- [EXERCISE AIM] Your task is to repeat the records exactly from the line containing "on the flag." onward, through the final line.

- [DATA ROWS]
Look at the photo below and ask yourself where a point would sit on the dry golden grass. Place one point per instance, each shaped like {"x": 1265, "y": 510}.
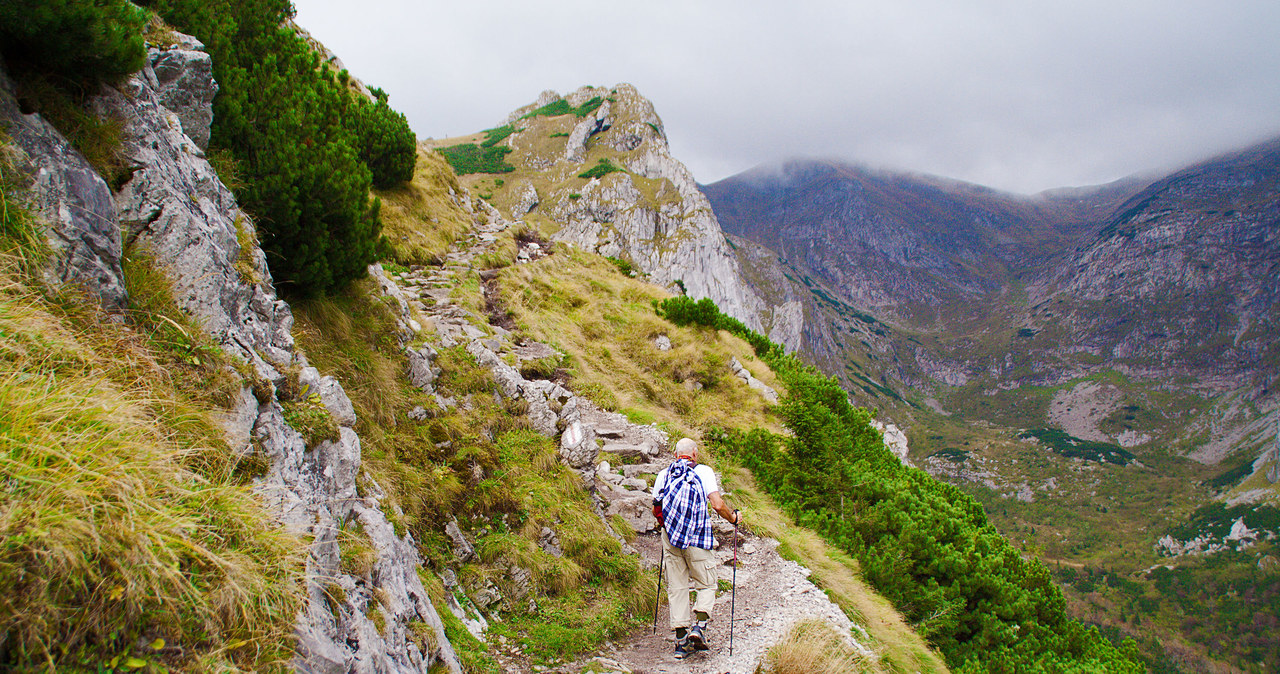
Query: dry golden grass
{"x": 120, "y": 517}
{"x": 420, "y": 218}
{"x": 606, "y": 324}
{"x": 892, "y": 638}
{"x": 814, "y": 647}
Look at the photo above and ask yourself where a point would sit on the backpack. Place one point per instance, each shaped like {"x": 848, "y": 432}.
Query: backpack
{"x": 681, "y": 508}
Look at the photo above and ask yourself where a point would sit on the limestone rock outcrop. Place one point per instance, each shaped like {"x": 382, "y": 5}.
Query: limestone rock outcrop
{"x": 173, "y": 207}
{"x": 650, "y": 212}
{"x": 67, "y": 193}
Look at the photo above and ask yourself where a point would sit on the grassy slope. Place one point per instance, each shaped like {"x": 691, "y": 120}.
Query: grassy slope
{"x": 604, "y": 324}
{"x": 128, "y": 533}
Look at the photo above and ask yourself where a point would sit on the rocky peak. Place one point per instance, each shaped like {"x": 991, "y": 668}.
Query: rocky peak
{"x": 595, "y": 166}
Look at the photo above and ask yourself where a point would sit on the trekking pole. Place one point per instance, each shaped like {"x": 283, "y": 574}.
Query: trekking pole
{"x": 657, "y": 599}
{"x": 732, "y": 601}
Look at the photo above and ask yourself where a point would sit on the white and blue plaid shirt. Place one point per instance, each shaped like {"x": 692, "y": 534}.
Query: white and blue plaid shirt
{"x": 685, "y": 509}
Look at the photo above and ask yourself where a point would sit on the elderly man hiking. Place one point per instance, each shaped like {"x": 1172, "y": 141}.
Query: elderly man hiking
{"x": 680, "y": 498}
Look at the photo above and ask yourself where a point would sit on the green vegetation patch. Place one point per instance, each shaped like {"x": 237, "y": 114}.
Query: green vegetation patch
{"x": 310, "y": 147}
{"x": 1074, "y": 448}
{"x": 498, "y": 134}
{"x": 562, "y": 108}
{"x": 924, "y": 544}
{"x": 1216, "y": 521}
{"x": 471, "y": 157}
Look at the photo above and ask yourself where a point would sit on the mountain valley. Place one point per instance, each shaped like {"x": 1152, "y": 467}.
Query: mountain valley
{"x": 1096, "y": 365}
{"x": 289, "y": 389}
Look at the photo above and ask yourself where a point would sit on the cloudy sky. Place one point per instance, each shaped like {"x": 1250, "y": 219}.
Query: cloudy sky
{"x": 1020, "y": 95}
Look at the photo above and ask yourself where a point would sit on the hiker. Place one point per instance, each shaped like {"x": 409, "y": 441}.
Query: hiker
{"x": 680, "y": 498}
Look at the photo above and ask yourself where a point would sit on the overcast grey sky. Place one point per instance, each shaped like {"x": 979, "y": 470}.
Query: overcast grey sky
{"x": 1020, "y": 95}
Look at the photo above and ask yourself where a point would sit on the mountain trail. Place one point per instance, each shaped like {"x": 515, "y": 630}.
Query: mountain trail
{"x": 772, "y": 594}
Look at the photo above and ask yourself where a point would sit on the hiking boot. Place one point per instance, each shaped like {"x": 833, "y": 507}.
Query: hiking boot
{"x": 696, "y": 640}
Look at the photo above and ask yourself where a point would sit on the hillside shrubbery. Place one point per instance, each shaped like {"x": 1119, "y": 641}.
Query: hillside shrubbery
{"x": 924, "y": 544}
{"x": 309, "y": 147}
{"x": 73, "y": 40}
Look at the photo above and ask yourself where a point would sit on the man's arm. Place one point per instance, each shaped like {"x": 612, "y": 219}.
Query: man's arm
{"x": 718, "y": 504}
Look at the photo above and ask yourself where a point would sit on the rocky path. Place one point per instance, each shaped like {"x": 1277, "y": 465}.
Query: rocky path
{"x": 772, "y": 595}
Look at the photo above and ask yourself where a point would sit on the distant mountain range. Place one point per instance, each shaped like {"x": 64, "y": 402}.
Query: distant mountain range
{"x": 1166, "y": 278}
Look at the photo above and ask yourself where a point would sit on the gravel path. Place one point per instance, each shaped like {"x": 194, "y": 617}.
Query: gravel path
{"x": 772, "y": 595}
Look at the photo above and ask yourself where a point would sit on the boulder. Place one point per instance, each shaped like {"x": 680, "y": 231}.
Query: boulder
{"x": 68, "y": 196}
{"x": 626, "y": 450}
{"x": 184, "y": 85}
{"x": 421, "y": 367}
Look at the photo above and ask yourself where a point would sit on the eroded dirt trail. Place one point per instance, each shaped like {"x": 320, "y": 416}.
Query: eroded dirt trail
{"x": 772, "y": 592}
{"x": 772, "y": 595}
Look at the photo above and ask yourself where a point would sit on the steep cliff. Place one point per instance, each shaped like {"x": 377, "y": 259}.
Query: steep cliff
{"x": 173, "y": 207}
{"x": 595, "y": 170}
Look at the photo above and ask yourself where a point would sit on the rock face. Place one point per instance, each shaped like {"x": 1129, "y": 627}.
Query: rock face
{"x": 174, "y": 209}
{"x": 184, "y": 85}
{"x": 68, "y": 195}
{"x": 649, "y": 214}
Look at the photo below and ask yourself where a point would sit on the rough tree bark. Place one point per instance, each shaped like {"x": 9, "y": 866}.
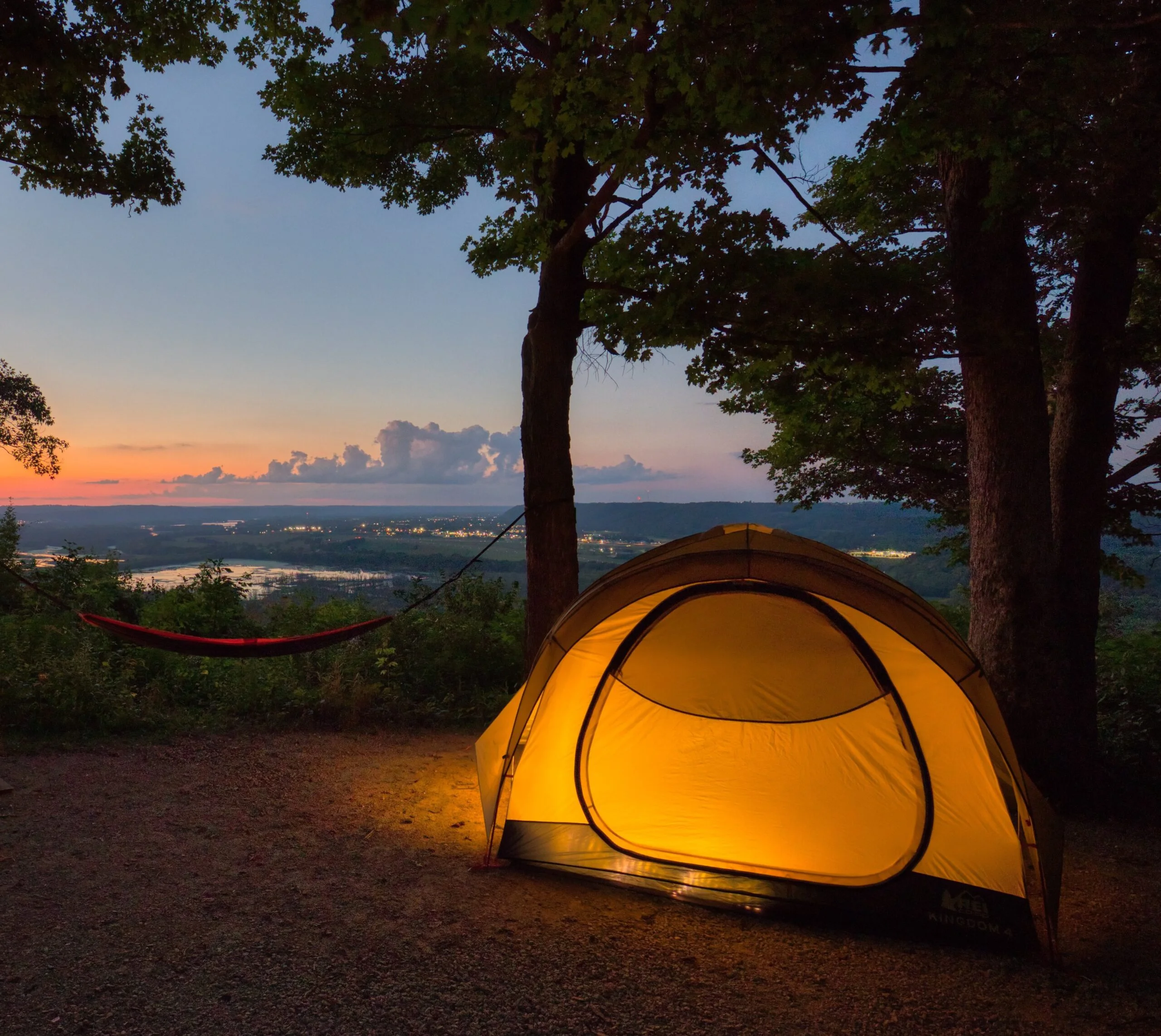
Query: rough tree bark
{"x": 547, "y": 357}
{"x": 1013, "y": 627}
{"x": 1083, "y": 437}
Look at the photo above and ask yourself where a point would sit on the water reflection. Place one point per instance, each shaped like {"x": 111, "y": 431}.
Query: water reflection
{"x": 268, "y": 577}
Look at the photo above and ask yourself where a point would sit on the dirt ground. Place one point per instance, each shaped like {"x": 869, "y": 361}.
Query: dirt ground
{"x": 321, "y": 883}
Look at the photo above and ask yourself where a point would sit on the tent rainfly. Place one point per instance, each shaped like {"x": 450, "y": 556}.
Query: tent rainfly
{"x": 749, "y": 718}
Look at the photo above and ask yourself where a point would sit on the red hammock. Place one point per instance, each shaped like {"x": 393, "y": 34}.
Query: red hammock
{"x": 244, "y": 647}
{"x": 241, "y": 647}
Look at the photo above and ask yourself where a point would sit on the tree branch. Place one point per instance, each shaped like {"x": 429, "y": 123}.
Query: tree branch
{"x": 1150, "y": 457}
{"x": 534, "y": 47}
{"x": 757, "y": 150}
{"x": 631, "y": 207}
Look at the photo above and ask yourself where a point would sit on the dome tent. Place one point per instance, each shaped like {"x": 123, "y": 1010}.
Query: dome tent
{"x": 749, "y": 718}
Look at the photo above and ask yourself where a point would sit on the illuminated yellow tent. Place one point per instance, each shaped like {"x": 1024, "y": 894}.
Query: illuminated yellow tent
{"x": 751, "y": 718}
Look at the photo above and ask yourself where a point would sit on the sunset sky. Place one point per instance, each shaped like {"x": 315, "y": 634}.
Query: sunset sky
{"x": 214, "y": 352}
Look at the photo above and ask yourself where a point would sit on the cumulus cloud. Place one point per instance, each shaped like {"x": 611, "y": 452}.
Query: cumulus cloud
{"x": 422, "y": 456}
{"x": 212, "y": 478}
{"x": 627, "y": 471}
{"x": 409, "y": 454}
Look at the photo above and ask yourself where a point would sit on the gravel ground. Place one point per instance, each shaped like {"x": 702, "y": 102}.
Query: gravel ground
{"x": 320, "y": 883}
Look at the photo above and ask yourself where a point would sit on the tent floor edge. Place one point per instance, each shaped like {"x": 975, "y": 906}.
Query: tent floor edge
{"x": 909, "y": 905}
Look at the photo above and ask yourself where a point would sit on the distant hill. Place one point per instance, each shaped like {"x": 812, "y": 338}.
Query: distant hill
{"x": 848, "y": 527}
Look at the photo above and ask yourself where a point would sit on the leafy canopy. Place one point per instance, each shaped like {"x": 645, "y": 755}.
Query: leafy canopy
{"x": 844, "y": 349}
{"x": 576, "y": 114}
{"x": 24, "y": 416}
{"x": 61, "y": 64}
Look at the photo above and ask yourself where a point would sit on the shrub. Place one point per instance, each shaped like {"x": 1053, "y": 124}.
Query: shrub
{"x": 1129, "y": 681}
{"x": 453, "y": 660}
{"x": 460, "y": 660}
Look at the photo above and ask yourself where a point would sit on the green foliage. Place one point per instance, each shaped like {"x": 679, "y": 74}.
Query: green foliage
{"x": 24, "y": 416}
{"x": 841, "y": 349}
{"x": 453, "y": 661}
{"x": 575, "y": 114}
{"x": 59, "y": 67}
{"x": 459, "y": 661}
{"x": 213, "y": 603}
{"x": 1129, "y": 715}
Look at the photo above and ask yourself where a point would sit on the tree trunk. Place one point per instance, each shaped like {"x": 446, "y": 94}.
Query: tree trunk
{"x": 1083, "y": 436}
{"x": 547, "y": 357}
{"x": 1010, "y": 517}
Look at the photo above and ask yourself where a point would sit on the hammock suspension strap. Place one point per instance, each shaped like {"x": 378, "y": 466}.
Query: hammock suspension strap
{"x": 248, "y": 647}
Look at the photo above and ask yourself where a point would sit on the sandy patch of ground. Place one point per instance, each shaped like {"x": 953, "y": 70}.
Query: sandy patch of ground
{"x": 318, "y": 883}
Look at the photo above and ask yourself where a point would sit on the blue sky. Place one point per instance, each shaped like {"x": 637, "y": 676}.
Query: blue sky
{"x": 268, "y": 318}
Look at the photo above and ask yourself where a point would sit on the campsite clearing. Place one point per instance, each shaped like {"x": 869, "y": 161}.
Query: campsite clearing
{"x": 320, "y": 883}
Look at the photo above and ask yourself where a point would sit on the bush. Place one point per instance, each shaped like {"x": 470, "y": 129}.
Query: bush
{"x": 1129, "y": 704}
{"x": 461, "y": 660}
{"x": 454, "y": 660}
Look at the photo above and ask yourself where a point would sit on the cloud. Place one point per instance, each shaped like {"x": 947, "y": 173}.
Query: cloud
{"x": 214, "y": 477}
{"x": 428, "y": 456}
{"x": 627, "y": 471}
{"x": 409, "y": 454}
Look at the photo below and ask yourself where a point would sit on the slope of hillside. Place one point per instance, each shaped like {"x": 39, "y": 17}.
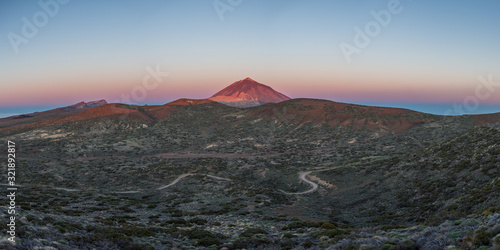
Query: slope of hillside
{"x": 54, "y": 113}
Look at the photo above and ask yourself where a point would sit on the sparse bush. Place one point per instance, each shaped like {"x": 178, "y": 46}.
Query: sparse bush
{"x": 252, "y": 231}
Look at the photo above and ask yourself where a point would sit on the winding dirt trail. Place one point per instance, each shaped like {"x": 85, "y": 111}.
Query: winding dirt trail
{"x": 175, "y": 181}
{"x": 303, "y": 177}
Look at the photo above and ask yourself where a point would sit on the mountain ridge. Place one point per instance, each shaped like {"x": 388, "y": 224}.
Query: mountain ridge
{"x": 248, "y": 93}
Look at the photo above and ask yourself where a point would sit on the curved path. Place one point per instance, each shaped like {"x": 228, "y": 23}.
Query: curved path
{"x": 302, "y": 177}
{"x": 175, "y": 181}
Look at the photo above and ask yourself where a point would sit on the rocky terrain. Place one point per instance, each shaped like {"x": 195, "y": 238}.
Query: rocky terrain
{"x": 299, "y": 174}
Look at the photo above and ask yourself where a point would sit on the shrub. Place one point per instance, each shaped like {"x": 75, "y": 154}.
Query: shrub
{"x": 250, "y": 242}
{"x": 206, "y": 242}
{"x": 481, "y": 238}
{"x": 328, "y": 225}
{"x": 252, "y": 231}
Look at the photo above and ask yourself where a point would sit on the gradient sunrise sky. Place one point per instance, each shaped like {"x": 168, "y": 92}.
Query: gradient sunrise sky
{"x": 428, "y": 57}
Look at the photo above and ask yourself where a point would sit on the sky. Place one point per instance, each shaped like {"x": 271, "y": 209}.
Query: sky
{"x": 440, "y": 57}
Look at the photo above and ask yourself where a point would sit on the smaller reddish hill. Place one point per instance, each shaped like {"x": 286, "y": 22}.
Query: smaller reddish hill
{"x": 301, "y": 111}
{"x": 49, "y": 114}
{"x": 248, "y": 92}
{"x": 186, "y": 101}
{"x": 120, "y": 111}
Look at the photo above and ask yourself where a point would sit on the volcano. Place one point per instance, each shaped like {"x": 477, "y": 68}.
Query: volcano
{"x": 248, "y": 93}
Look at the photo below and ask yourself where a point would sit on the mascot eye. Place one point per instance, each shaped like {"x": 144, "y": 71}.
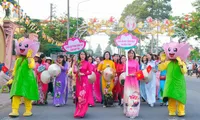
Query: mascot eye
{"x": 175, "y": 50}
{"x": 26, "y": 46}
{"x": 169, "y": 49}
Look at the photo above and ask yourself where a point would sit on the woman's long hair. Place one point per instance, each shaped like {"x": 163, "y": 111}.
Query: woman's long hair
{"x": 133, "y": 53}
{"x": 105, "y": 55}
{"x": 117, "y": 59}
{"x": 79, "y": 55}
{"x": 143, "y": 60}
{"x": 120, "y": 59}
{"x": 91, "y": 57}
{"x": 63, "y": 61}
{"x": 40, "y": 58}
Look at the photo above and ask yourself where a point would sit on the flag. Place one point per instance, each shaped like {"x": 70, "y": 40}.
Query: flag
{"x": 149, "y": 68}
{"x": 139, "y": 75}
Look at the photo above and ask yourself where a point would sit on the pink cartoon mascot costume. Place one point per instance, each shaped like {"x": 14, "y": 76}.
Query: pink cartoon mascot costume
{"x": 24, "y": 82}
{"x": 175, "y": 86}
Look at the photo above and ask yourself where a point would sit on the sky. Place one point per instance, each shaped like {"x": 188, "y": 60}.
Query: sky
{"x": 100, "y": 9}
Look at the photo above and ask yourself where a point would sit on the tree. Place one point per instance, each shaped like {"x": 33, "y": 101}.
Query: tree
{"x": 189, "y": 23}
{"x": 111, "y": 40}
{"x": 194, "y": 54}
{"x": 196, "y": 4}
{"x": 142, "y": 9}
{"x": 108, "y": 48}
{"x": 98, "y": 51}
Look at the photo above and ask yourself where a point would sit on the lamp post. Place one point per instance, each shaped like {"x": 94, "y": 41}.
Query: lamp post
{"x": 78, "y": 13}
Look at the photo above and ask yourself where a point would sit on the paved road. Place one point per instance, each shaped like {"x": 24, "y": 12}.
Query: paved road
{"x": 115, "y": 113}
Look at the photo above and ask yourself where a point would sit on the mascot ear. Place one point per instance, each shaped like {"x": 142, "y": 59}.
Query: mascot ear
{"x": 183, "y": 50}
{"x": 165, "y": 47}
{"x": 35, "y": 47}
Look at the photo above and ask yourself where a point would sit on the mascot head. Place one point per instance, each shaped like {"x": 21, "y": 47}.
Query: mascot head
{"x": 26, "y": 44}
{"x": 176, "y": 49}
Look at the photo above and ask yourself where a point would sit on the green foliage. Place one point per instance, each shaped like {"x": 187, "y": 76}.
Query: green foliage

- [THE RESPONSE]
Look at the photo above and ask yourself where a point would sit on the flag. Place one point per instance, each shaped like {"x": 70, "y": 40}.
Query: flag
{"x": 149, "y": 68}
{"x": 139, "y": 75}
Look at the photo above and ask yourself where a point would sit on the pink cartoon mascot costume. Place one point per instance, each shaped like {"x": 14, "y": 76}.
Query: pink cartoon mascot costume
{"x": 24, "y": 82}
{"x": 175, "y": 86}
Look at the photo above and ask yourself where a point would sit on the sky. Place one point per instance, each shaped like {"x": 188, "y": 60}.
Query: sky
{"x": 100, "y": 9}
Look at the photo above and ask yourself where a point would sit on the tree. Place one point per instance, each shaped like {"x": 33, "y": 101}.
Query: tree
{"x": 189, "y": 23}
{"x": 111, "y": 40}
{"x": 194, "y": 54}
{"x": 196, "y": 4}
{"x": 142, "y": 9}
{"x": 108, "y": 48}
{"x": 98, "y": 51}
Look at the photo above and ask yourself where a point would sit on the lamp post. Place one point per instance, each shaped like {"x": 94, "y": 41}.
Query: lamp post
{"x": 78, "y": 13}
Look at the photo above and ask yourself where a point would sit on the paved road. Place one point per instance, each shaped like {"x": 24, "y": 12}.
Query: paved road
{"x": 115, "y": 113}
Look at the photo above and ask yourself where a point would sit on the mascot ear. Place one point per instance, each shaped like {"x": 142, "y": 59}.
Query: mascot ear
{"x": 183, "y": 50}
{"x": 165, "y": 47}
{"x": 35, "y": 47}
Look at the photo above and ask yourself where a point would sit on the mascot head. Place one point per instance, each shaped like {"x": 21, "y": 47}.
Query: mascot head
{"x": 26, "y": 44}
{"x": 176, "y": 49}
Look at the photo above and ask yourself where a point would sit on the green foliage. Place one point per instance, each shaped like {"x": 187, "y": 76}.
Query: green foliage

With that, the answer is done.